== Instruction 1 ==
Rewrite the passage of the geodatabase replication text starting at "- Working through" and ending at "for more information.", replacing "activity log" with "history log".
== Instruction 2 ==
How many lines of the records contain the string "green"? Give only the number.

* Begin Text shown *

To maintain data integrity, additional rules are applied when synchronizing complex data types such as topologies. Relationship class processing may also add to the data that gets synchronized. Review the following topics to become familiar with synchronizing different types of data: Synchronizing topology and Synchronizing related data.
Metadata for the data you choose to replicate is copied during the replica creation process. However, changes to the metadata are not applied during replica synchronization.
- Data volume—When you synchronize, only changes made since the last synchronization are applied. ArcGIS filters out any changes that have already been sent and acknowledged. Also, once a change has been sent, it is never returned to the original replica. In this way, data volumes are trimmed to just what is needed.
Plan the frequency at which you synchronize to correspond with the rate at which changes are applied to your data. If you do not synchronize frequently enough for the volume of changes, the process may be time consuming. It is also recommended that you synchronize during off-peak hours.
- The order in which replicas are synchronized—If you are working with several replicas, the order in which they are synchronized may be important. For example, consider the case where you create several two-way replicas from a single enterprise geodatabase. One strategy for synchronizing these replicas would be for each child replica to synchronize in both directions with the parent. Here the child sends changes to the parent, and the parent sends changes to the child. Another strategy is for each child replica to first send its changes to the parent. The parent incorporates all the changes and sends changes back to each child. In the first case, the parent is sending only its changes along with those received from replicas that have already been synchronized, while in the second case, it is additionally sending changes incorporated from all the other replicas. Depending on the requirements of your system, one strategy may be more appropriate than the other.
- Schema changes—Geodatabase replication is designed to allow schema changes. This means that synchronization will continue to work even if schema changes are made to the replicated data. In general, it is best to keep schema changes to a minimum.
- Working through errors—Errors can occur during the synchronization process for a number of reasons. A computer network may fail, or you may try to synchronize a replica that is in conflict. The system is designed to remain in a consistent state. Changes are rolled back, and inappropriate data changes are rejected. The replica activity log can be used to find any errors that have occurred and determine what to do, if anything, to recover. In most cases, the system will automatically recover from errors if you continue synchronizing changes. Replicas also contain generation information, which indicates how many change sets have been sent and how many have been received. See Manage Replicas for more information.

* End Text shown *
* Begin Available data *

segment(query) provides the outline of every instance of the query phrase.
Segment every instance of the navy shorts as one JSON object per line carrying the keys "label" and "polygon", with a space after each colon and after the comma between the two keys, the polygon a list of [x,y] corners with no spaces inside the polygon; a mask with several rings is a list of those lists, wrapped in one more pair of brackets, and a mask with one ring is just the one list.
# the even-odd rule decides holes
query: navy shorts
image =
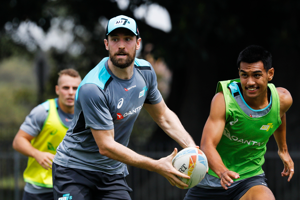
{"label": "navy shorts", "polygon": [[54,200],[53,193],[31,194],[24,191],[22,200]]}
{"label": "navy shorts", "polygon": [[227,190],[206,189],[195,186],[188,190],[184,200],[238,200],[253,186],[267,187],[266,181],[264,176],[255,176]]}
{"label": "navy shorts", "polygon": [[122,174],[110,175],[52,164],[54,199],[131,200],[132,190]]}

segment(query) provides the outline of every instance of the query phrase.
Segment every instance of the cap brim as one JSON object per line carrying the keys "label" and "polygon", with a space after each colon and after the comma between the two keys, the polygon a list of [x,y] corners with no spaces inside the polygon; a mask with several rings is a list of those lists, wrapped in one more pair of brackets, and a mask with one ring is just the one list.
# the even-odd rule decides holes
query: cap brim
{"label": "cap brim", "polygon": [[110,30],[110,31],[109,31],[109,32],[108,32],[108,33],[107,33],[107,34],[106,34],[106,35],[108,35],[108,34],[110,34],[110,32],[111,32],[111,31],[113,31],[113,30],[116,30],[116,29],[117,29],[117,28],[126,28],[126,29],[128,29],[128,30],[130,30],[130,31],[132,31],[132,32],[133,33],[134,33],[134,34],[135,34],[135,35],[136,35],[136,36],[137,36],[137,33],[136,33],[136,32],[135,32],[133,30],[132,30],[132,29],[131,29],[131,28],[127,28],[127,27],[116,27],[115,28],[114,28],[113,29],[112,29],[111,30]]}

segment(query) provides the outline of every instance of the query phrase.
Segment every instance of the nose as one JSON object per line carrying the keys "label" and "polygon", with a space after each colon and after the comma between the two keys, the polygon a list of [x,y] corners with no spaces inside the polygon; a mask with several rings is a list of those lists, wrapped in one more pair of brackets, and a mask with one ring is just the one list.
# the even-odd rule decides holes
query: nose
{"label": "nose", "polygon": [[248,84],[248,85],[252,86],[254,85],[255,85],[256,83],[254,81],[254,78],[252,76],[250,76],[249,78],[248,79],[248,82],[247,82],[247,84]]}
{"label": "nose", "polygon": [[125,42],[123,40],[120,40],[120,41],[119,42],[119,49],[124,49],[125,48]]}
{"label": "nose", "polygon": [[70,89],[69,89],[69,94],[73,94],[73,93],[74,93],[74,90],[73,89],[73,88],[71,87],[70,87]]}

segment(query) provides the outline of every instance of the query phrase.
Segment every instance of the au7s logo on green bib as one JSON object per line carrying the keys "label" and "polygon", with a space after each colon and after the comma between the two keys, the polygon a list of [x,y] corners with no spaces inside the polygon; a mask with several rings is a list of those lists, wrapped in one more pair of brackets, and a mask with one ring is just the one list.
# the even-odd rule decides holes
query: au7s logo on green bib
{"label": "au7s logo on green bib", "polygon": [[272,124],[273,123],[268,123],[266,125],[263,125],[262,126],[260,129],[260,130],[265,130],[266,131],[269,131],[269,129],[273,127],[273,125]]}

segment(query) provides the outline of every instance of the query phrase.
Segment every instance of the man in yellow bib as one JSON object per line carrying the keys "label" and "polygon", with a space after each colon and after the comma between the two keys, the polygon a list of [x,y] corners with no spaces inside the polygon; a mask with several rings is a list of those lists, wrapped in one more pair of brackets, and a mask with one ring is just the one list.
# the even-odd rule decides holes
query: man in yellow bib
{"label": "man in yellow bib", "polygon": [[23,200],[53,200],[52,160],[71,125],[74,99],[81,81],[78,72],[61,71],[55,91],[58,98],[34,108],[21,125],[13,142],[16,151],[28,157],[24,172]]}

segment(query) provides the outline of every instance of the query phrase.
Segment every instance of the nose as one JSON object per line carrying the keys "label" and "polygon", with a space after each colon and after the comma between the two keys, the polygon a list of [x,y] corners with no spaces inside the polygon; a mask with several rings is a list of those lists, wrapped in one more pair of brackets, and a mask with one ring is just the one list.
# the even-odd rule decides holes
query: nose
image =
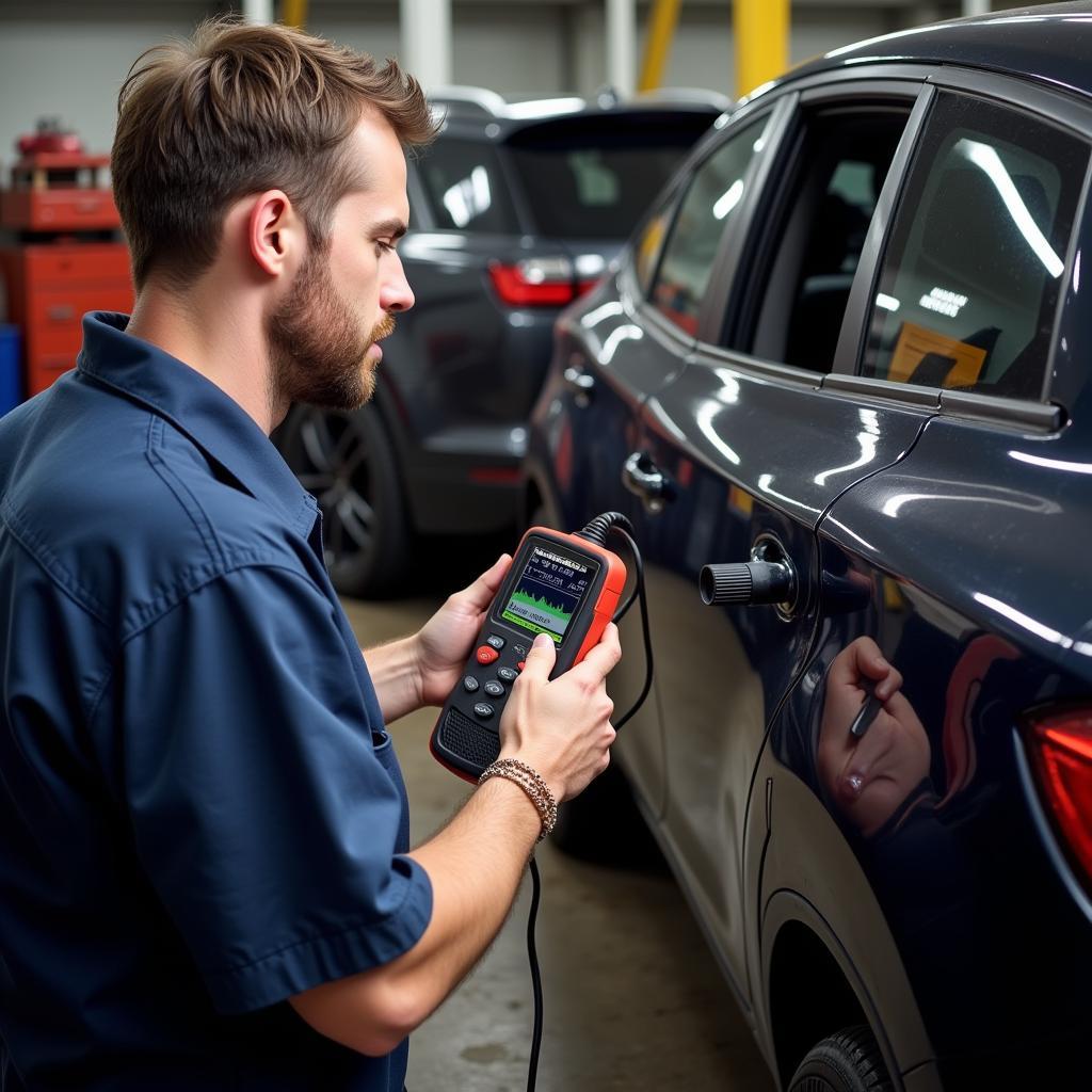
{"label": "nose", "polygon": [[393,259],[390,265],[390,273],[383,280],[379,293],[379,306],[384,311],[391,313],[397,311],[408,311],[414,305],[413,288],[406,280],[405,270],[402,268],[402,259],[395,251],[391,254]]}

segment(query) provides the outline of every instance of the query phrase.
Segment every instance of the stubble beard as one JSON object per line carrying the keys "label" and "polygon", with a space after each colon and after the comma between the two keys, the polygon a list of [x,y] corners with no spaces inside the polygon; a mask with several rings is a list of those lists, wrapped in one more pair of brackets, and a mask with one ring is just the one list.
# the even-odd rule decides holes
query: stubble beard
{"label": "stubble beard", "polygon": [[368,349],[394,330],[384,314],[367,334],[342,298],[325,258],[311,251],[288,298],[270,316],[270,396],[285,410],[306,402],[323,410],[358,410],[376,390],[376,364]]}

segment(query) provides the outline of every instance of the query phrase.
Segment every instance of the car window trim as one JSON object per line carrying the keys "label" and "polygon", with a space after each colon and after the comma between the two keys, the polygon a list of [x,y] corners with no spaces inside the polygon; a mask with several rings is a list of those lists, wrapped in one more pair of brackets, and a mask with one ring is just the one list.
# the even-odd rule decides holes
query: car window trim
{"label": "car window trim", "polygon": [[[762,206],[763,194],[769,189],[770,177],[775,165],[783,158],[785,140],[796,118],[800,93],[791,91],[781,96],[769,110],[767,121],[765,143],[762,151],[752,156],[747,165],[744,182],[744,197],[736,207],[736,214],[728,222],[713,258],[705,286],[705,295],[698,309],[697,341],[701,344],[715,345],[720,341],[724,328],[724,312],[727,301],[732,298],[732,288],[739,270],[740,257],[751,236],[758,210]],[[732,117],[732,128],[738,131],[761,117],[761,111],[769,104],[761,97],[753,104],[753,110],[744,107]],[[738,119],[738,121],[737,121]],[[728,134],[717,147],[732,140]]]}
{"label": "car window trim", "polygon": [[[857,393],[871,394],[914,405],[923,405],[925,404],[924,400],[927,400],[943,416],[969,417],[1002,425],[1022,425],[1036,432],[1056,431],[1061,427],[1066,417],[1064,406],[1057,402],[1049,401],[1051,394],[1056,387],[1055,356],[1058,351],[1057,340],[1052,342],[1051,345],[1051,355],[1045,370],[1046,383],[1042,401],[1006,399],[998,395],[980,394],[973,391],[946,391],[940,388],[930,387],[918,388],[919,391],[924,392],[923,397],[922,394],[910,391],[912,384],[894,383],[890,380],[874,380],[856,375],[864,355],[867,323],[871,313],[870,300],[875,295],[883,257],[890,241],[893,210],[898,205],[909,179],[910,164],[917,152],[922,133],[928,120],[928,107],[936,100],[938,92],[947,91],[973,98],[982,98],[995,103],[1005,109],[1032,116],[1037,123],[1057,129],[1068,136],[1076,136],[1089,145],[1089,167],[1085,169],[1084,179],[1081,183],[1081,195],[1078,199],[1075,213],[1075,229],[1070,236],[1066,253],[1065,275],[1067,283],[1072,277],[1073,262],[1080,249],[1081,225],[1084,223],[1089,191],[1090,187],[1092,187],[1092,111],[1089,111],[1087,107],[1072,102],[1059,92],[1045,87],[1028,87],[1023,81],[996,73],[959,70],[936,71],[927,76],[926,87],[933,93],[926,97],[923,91],[923,97],[919,99],[923,110],[916,131],[913,134],[913,140],[905,144],[900,142],[895,158],[892,161],[891,170],[888,174],[887,181],[890,182],[894,175],[895,164],[902,157],[903,152],[905,152],[905,159],[901,163],[899,171],[898,190],[891,194],[891,201],[883,210],[883,223],[880,225],[877,223],[877,217],[880,215],[880,205],[888,195],[888,186],[887,182],[885,183],[883,192],[880,194],[880,202],[877,203],[873,223],[869,225],[868,238],[865,241],[860,263],[857,266],[857,273],[860,275],[865,266],[866,257],[869,258],[868,281],[858,284],[857,278],[854,278],[845,316],[842,320],[842,332],[839,336],[838,349],[834,354],[834,368],[826,378],[823,385],[828,390],[855,391]],[[1017,96],[1018,90],[1020,96]],[[1063,115],[1060,119],[1058,118],[1058,114]],[[904,141],[910,135],[910,124],[907,122],[907,131],[903,134]],[[874,238],[874,229],[876,238]],[[874,244],[876,245],[875,252],[873,252]],[[1058,323],[1065,307],[1066,295],[1065,292],[1058,295],[1054,321],[1056,330],[1059,328]],[[855,308],[859,308],[857,313],[854,313]],[[855,334],[854,331],[856,331]],[[843,340],[845,340],[845,344],[843,344]],[[843,355],[843,351],[845,354],[853,353],[853,356]]]}
{"label": "car window trim", "polygon": [[867,323],[871,314],[871,300],[887,252],[891,221],[906,186],[910,165],[921,144],[925,122],[936,95],[935,87],[918,84],[917,97],[911,107],[899,146],[895,149],[876,207],[873,210],[873,218],[868,223],[868,235],[860,248],[860,259],[853,275],[853,284],[850,286],[850,297],[842,316],[842,329],[834,347],[834,363],[829,375],[852,376],[860,366]]}
{"label": "car window trim", "polygon": [[[795,99],[795,94],[792,96],[792,98]],[[776,149],[780,147],[781,145],[781,139],[784,133],[784,124],[776,122],[773,117],[775,111],[779,109],[782,109],[783,111],[786,109],[786,107],[783,105],[783,100],[774,103],[773,106],[771,107],[767,99],[759,99],[758,102],[756,102],[753,107],[744,106],[735,114],[733,114],[721,130],[716,131],[715,133],[711,132],[708,136],[700,140],[698,144],[695,146],[691,154],[686,157],[686,159],[680,164],[679,169],[668,181],[661,198],[657,199],[657,201],[652,205],[650,212],[646,213],[641,218],[637,230],[630,237],[631,259],[629,262],[627,262],[627,268],[632,271],[632,282],[637,287],[637,297],[641,300],[642,314],[648,313],[654,316],[657,323],[660,323],[665,329],[669,327],[673,330],[676,330],[678,334],[682,339],[686,339],[691,346],[697,344],[697,342],[700,339],[702,330],[702,321],[704,320],[709,311],[709,308],[711,306],[710,299],[715,298],[717,293],[721,290],[720,285],[716,283],[716,276],[719,271],[721,270],[721,263],[724,254],[725,237],[732,234],[735,225],[740,219],[750,214],[750,211],[753,209],[752,194],[755,191],[760,190],[761,186],[764,185],[765,176],[762,176],[757,181],[755,177],[755,171],[756,171],[755,159],[763,158],[763,156],[762,155],[753,156],[750,163],[748,163],[747,165],[747,170],[745,173],[745,178],[746,178],[745,189],[744,189],[745,195],[744,199],[740,201],[739,205],[737,205],[736,215],[733,216],[733,218],[728,222],[727,226],[725,227],[724,235],[721,237],[721,241],[717,245],[716,253],[713,256],[713,262],[710,265],[710,280],[705,286],[705,293],[702,296],[702,301],[698,309],[698,331],[696,334],[689,334],[686,331],[681,330],[680,328],[675,327],[675,323],[673,323],[670,319],[666,318],[658,311],[658,309],[656,308],[655,304],[651,298],[651,293],[652,290],[655,289],[656,281],[660,277],[660,270],[661,265],[663,264],[664,253],[666,252],[668,245],[670,244],[672,240],[672,235],[675,229],[675,222],[678,218],[679,211],[686,201],[686,197],[687,193],[689,192],[690,183],[693,181],[695,174],[701,170],[701,168],[709,162],[709,159],[712,158],[714,155],[716,155],[716,153],[724,146],[724,144],[727,141],[732,140],[733,135],[738,134],[738,133],[732,133],[725,136],[723,135],[723,129],[729,124],[733,126],[733,128],[735,129],[737,118],[739,120],[738,128],[745,128],[752,121],[759,120],[762,117],[763,112],[769,112],[770,121],[768,122],[768,124],[772,127],[772,130],[769,134],[770,143],[768,143],[763,147],[763,153],[765,153],[767,150],[775,152]],[[722,117],[724,115],[722,115]],[[774,157],[771,156],[771,158]],[[757,182],[760,185],[758,185]],[[641,233],[648,225],[650,218],[653,215],[655,215],[660,210],[666,210],[668,212],[668,222],[664,227],[664,238],[660,245],[660,250],[656,253],[656,259],[655,262],[653,263],[652,271],[649,273],[649,292],[645,293],[644,288],[637,283],[637,274],[636,271],[632,270],[632,266],[634,264],[632,258],[632,241],[640,237]]]}

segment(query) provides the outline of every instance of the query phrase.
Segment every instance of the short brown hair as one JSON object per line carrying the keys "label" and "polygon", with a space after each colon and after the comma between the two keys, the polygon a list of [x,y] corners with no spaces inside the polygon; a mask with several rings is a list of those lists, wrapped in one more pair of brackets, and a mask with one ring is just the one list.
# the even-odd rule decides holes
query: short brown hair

* End Available data *

== Right answer 1 ==
- Working through errors—Errors can occur during the synchronization process for a number of reasons. A computer network may fail, or you may try to synchronize a replica that is in conflict. The system is designed to remain in a consistent state. Changes are rolled back, and inappropriate data changes are rejected. The replica history log can be used to find any errors that have occurred and determine what to do, if anything, to recover. In most cases, the system will automatically recover from errors if you continue synchronizing changes. Replicas also contain generation information, which indicates how many change sets have been sent and how many have been received. See Manage Replicas for more information.

== Right answer 2 ==
3